Methanfreisetzung infolge Arktisschmelze verschlingt Billionen
Der inzwischen nur noch von relativ bornierten Zeitgenossen bestrittene Klimawandel kommt uns noch schneller noch teurer zu stehen, als bisher nicht nur von Ex-Chefökonomen der Weltbank Nicholas Stern befürchtet: Drei Forscher nannten jetzt im Fachmagazin „Nature eine Summe, die der Welt-Wirtschaftsleistung eines ganzen Jahres entspricht – die schwindelerregende Summe von 45 Billionen Euro. Diese Kosten werden entstehen, wenn das unter dem Packeis in der Arktis eingeschlossene Methan freigesetzt wird. Zusätzlich zu den bereits zu erwartenden Kosten des Klimawandels.
Die massive Freisetzung von Treibhausgasen infolge des Klimawandels in der Arktis ist „eine unsichtbare tickende Zeitbombe“, sagte Gail Whiteman, Professorin für Nachhaltigkeit und Klimawandel an der Erasmus-Universität Rotterdam. Sie erarbeitete gemeinsam mit dem Politikwissenschaftler Chris Hope und dem Ozenaphysiker Peter Wadhams von der Universität Cambridge ein Modell aus, demzufolge in den kommenden zehn Jahren 50 Milliarden Tonnen Methangas aus dem schmelzenden Packeis entweichen werden. Das entspricht zehn Prozent der gesamten Gasmenge, die in der sibirischen Kontinentalplatte vermutet wird. Bereits 2008 waren russische Forscher zu dem Ergebnis gekommen, dass das Entweichen von 50 Milliarden Tonnen „sehr wahrscheinlich“ sei.

• [Aufgabe 1]
Gib in den Einträgen alles von der Zeile mit „If you could pin the blue sky“ bis zum Ende der Einträge wortgetreu wieder, beide Enden eingeschlossen.
Die Einträge haben mit dem Textauszug nichts zu tun.

• [Übungsmaterial]
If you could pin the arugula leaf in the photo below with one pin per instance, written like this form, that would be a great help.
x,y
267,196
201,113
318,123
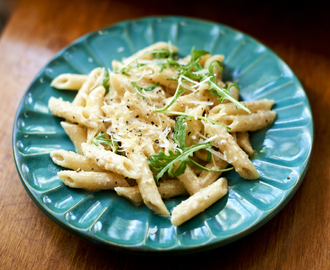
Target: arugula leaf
x,y
101,139
147,88
198,117
197,165
162,163
180,130
158,52
105,82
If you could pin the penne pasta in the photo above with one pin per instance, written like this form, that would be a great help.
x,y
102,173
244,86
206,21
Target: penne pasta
x,y
155,117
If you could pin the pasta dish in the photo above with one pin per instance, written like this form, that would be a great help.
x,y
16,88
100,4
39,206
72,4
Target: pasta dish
x,y
158,126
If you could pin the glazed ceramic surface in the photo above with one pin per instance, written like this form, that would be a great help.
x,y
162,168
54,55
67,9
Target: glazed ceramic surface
x,y
283,150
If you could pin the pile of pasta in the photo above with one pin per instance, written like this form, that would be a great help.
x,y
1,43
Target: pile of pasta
x,y
127,118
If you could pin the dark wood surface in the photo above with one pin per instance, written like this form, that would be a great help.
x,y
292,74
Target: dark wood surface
x,y
297,238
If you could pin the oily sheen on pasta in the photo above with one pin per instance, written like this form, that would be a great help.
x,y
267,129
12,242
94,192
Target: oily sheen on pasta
x,y
155,126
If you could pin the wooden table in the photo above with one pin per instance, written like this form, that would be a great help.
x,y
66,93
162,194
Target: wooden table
x,y
297,238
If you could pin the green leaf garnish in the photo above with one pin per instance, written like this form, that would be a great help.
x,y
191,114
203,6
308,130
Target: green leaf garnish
x,y
158,52
197,165
180,130
198,117
162,163
147,88
101,139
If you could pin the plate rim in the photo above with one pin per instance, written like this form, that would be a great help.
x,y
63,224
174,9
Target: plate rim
x,y
85,234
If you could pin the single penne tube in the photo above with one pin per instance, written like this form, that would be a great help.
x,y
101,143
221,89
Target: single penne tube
x,y
206,177
162,77
91,82
147,186
92,180
233,91
194,125
74,161
234,154
111,161
146,112
94,103
189,180
252,122
76,133
198,202
121,84
244,142
69,81
70,112
167,189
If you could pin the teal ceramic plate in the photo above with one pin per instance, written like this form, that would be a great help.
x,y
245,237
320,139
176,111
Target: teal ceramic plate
x,y
282,154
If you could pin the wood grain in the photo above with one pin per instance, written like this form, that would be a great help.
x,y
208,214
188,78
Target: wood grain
x,y
296,238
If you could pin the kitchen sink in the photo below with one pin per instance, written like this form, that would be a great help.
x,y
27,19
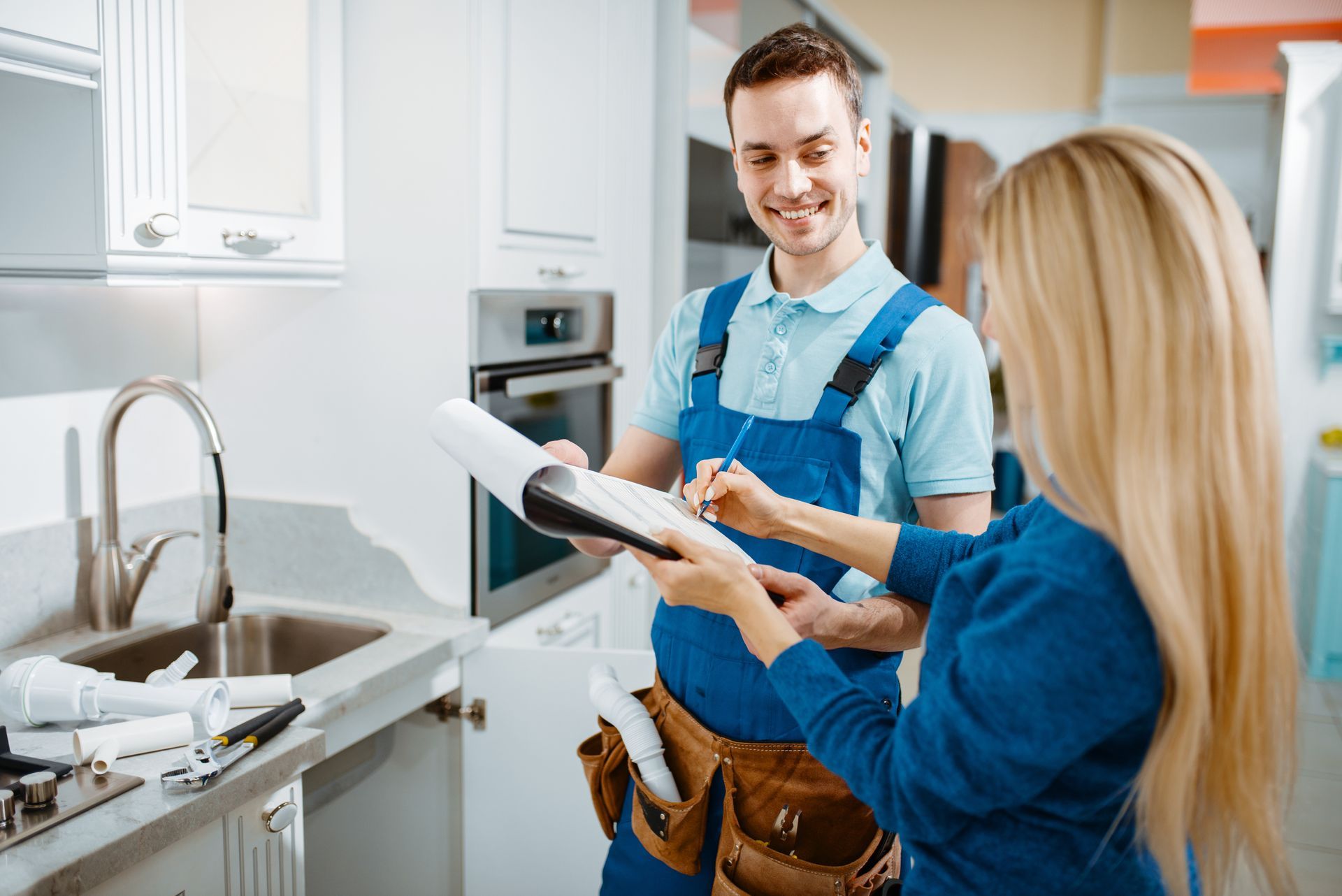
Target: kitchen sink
x,y
246,644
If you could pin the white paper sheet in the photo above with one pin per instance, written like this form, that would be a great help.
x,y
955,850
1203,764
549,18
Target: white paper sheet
x,y
500,458
503,461
640,509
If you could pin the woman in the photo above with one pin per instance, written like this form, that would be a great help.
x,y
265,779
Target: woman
x,y
1109,691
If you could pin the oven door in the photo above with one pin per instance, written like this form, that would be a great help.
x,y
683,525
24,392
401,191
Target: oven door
x,y
516,566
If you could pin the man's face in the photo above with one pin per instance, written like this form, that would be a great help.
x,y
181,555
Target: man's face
x,y
799,160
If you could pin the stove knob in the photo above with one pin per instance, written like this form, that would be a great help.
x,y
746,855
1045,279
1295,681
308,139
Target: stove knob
x,y
39,788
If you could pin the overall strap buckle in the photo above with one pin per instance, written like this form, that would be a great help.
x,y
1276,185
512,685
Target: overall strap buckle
x,y
709,357
853,376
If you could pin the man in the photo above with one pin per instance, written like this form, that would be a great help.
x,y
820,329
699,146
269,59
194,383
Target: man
x,y
869,396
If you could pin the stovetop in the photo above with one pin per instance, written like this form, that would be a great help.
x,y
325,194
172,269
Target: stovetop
x,y
78,790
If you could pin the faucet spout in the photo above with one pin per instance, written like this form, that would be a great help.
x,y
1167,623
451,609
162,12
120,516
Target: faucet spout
x,y
117,581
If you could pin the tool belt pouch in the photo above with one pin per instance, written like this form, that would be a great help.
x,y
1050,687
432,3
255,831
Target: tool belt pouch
x,y
607,769
835,846
674,832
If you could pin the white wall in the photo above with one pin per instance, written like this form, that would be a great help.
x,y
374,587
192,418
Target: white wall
x,y
65,352
335,388
1306,215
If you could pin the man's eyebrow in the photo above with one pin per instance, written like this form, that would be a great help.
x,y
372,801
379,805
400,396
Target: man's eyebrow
x,y
819,134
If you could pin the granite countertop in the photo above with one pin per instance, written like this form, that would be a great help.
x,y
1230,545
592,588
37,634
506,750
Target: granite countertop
x,y
121,832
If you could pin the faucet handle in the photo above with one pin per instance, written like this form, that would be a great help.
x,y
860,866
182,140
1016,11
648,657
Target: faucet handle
x,y
147,547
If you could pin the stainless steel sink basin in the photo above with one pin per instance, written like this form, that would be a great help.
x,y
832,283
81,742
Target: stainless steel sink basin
x,y
261,644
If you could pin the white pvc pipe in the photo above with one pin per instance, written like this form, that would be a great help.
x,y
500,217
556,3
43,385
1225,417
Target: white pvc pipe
x,y
101,746
640,735
42,688
250,690
208,707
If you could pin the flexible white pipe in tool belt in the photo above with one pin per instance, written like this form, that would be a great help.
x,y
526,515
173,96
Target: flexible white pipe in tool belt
x,y
640,735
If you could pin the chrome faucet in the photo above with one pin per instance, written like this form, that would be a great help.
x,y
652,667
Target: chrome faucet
x,y
117,580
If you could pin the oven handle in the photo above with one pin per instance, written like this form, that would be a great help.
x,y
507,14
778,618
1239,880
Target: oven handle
x,y
561,380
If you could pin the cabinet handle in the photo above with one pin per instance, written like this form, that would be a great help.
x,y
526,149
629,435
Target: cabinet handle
x,y
234,238
560,271
163,226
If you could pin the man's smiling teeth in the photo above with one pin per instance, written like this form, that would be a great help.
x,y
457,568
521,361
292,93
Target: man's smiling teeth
x,y
803,212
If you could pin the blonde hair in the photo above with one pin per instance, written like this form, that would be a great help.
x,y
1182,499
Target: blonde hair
x,y
1134,334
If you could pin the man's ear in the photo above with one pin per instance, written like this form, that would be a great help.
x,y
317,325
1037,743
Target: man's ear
x,y
863,148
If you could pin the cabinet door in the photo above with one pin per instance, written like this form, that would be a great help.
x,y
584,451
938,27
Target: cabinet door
x,y
265,131
528,818
544,124
144,131
258,860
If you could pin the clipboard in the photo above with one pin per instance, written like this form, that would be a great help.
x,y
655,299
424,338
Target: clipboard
x,y
556,516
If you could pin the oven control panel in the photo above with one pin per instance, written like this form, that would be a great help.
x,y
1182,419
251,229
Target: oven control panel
x,y
548,326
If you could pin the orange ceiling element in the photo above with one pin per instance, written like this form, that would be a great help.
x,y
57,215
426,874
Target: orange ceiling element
x,y
1235,41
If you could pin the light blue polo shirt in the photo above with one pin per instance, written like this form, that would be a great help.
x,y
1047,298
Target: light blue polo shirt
x,y
925,419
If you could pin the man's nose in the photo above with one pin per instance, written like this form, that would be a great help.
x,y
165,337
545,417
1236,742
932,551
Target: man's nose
x,y
793,182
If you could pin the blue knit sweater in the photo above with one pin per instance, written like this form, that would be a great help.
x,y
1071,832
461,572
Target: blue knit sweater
x,y
1038,699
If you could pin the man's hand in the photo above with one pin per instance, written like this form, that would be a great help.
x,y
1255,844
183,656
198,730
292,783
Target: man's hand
x,y
575,456
568,452
720,582
809,611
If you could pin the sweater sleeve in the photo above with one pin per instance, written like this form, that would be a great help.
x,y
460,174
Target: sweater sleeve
x,y
1028,693
923,554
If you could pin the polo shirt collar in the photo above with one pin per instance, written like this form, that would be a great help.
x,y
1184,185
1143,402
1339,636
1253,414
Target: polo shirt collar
x,y
862,277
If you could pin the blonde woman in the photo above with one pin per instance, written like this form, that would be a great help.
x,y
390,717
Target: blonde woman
x,y
1109,691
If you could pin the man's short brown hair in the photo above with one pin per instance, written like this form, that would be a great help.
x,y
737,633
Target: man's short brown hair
x,y
796,51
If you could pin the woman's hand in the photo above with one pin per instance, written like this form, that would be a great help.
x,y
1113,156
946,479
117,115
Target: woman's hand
x,y
720,582
811,612
706,577
737,498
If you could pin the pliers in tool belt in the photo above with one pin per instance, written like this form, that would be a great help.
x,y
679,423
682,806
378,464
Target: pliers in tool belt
x,y
208,760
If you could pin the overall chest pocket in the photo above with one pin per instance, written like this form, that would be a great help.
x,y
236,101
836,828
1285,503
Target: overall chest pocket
x,y
798,478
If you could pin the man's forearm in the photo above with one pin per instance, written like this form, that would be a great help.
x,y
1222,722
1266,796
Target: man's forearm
x,y
888,623
866,545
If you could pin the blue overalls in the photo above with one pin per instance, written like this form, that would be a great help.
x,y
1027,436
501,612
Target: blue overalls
x,y
701,658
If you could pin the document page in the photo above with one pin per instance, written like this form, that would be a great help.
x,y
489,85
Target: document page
x,y
639,509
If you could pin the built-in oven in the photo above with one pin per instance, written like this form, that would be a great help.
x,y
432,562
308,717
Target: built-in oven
x,y
541,364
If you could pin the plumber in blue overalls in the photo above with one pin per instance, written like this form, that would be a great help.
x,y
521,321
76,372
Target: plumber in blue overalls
x,y
870,398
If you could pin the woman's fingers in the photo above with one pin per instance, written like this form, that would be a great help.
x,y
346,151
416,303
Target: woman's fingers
x,y
780,582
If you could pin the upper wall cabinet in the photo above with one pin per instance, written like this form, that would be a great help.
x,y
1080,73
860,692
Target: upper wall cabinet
x,y
171,141
544,112
265,133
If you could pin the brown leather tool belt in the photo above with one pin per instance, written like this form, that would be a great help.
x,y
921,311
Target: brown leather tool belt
x,y
789,825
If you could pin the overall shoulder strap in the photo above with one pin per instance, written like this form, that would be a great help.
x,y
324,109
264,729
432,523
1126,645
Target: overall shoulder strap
x,y
713,341
856,369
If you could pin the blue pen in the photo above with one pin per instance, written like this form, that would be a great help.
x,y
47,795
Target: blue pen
x,y
730,459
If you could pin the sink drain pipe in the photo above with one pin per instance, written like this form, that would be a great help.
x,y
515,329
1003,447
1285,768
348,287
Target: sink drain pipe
x,y
42,688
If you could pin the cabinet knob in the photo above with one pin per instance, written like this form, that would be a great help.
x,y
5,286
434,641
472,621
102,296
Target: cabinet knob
x,y
558,273
163,226
280,817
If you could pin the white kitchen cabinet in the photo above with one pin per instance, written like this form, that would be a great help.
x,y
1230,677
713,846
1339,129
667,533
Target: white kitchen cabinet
x,y
144,136
548,99
100,160
233,856
520,767
265,136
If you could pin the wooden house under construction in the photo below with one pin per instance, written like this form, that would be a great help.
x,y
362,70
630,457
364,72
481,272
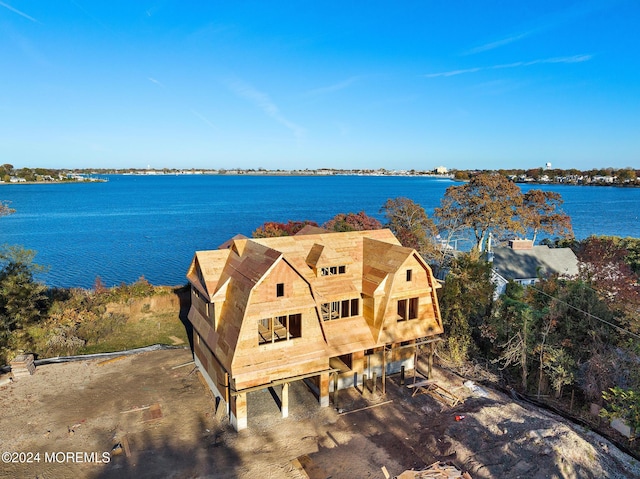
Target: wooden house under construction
x,y
327,308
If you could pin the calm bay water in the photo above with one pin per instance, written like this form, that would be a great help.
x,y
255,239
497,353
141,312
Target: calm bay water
x,y
150,226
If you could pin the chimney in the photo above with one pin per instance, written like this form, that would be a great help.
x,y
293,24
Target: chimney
x,y
519,244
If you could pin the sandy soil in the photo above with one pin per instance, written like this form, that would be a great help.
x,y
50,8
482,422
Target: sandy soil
x,y
162,423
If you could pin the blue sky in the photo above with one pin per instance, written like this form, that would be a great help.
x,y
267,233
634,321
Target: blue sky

• [Aufgabe 2]
Zitiere aus dem Textauszug wörtlich alles von „Methanfreisetzung infolge Arktisschmelze“ bis „Kosten des Klimawandels.“.

• [Lösung 1]
If you could pin the blue sky in the photo above with one pin per instance, written like this form, that would be a great help.
x,y
267,233
634,321
Target: blue sky

• [Lösung 2]
Methanfreisetzung infolge Arktisschmelze verschlingt Billionen
Der inzwischen nur noch von relativ bornierten Zeitgenossen bestrittene Klimawandel kommt uns noch schneller noch teurer zu stehen, als bisher nicht nur von Ex-Chefökonomen der Weltbank Nicholas Stern befürchtet: Drei Forscher nannten jetzt im Fachmagazin „Nature eine Summe, die der Welt-Wirtschaftsleistung eines ganzen Jahres entspricht – die schwindelerregende Summe von 45 Billionen Euro. Diese Kosten werden entstehen, wenn das unter dem Packeis in der Arktis eingeschlossene Methan freigesetzt wird. Zusätzlich zu den bereits zu erwartenden Kosten des Klimawandels.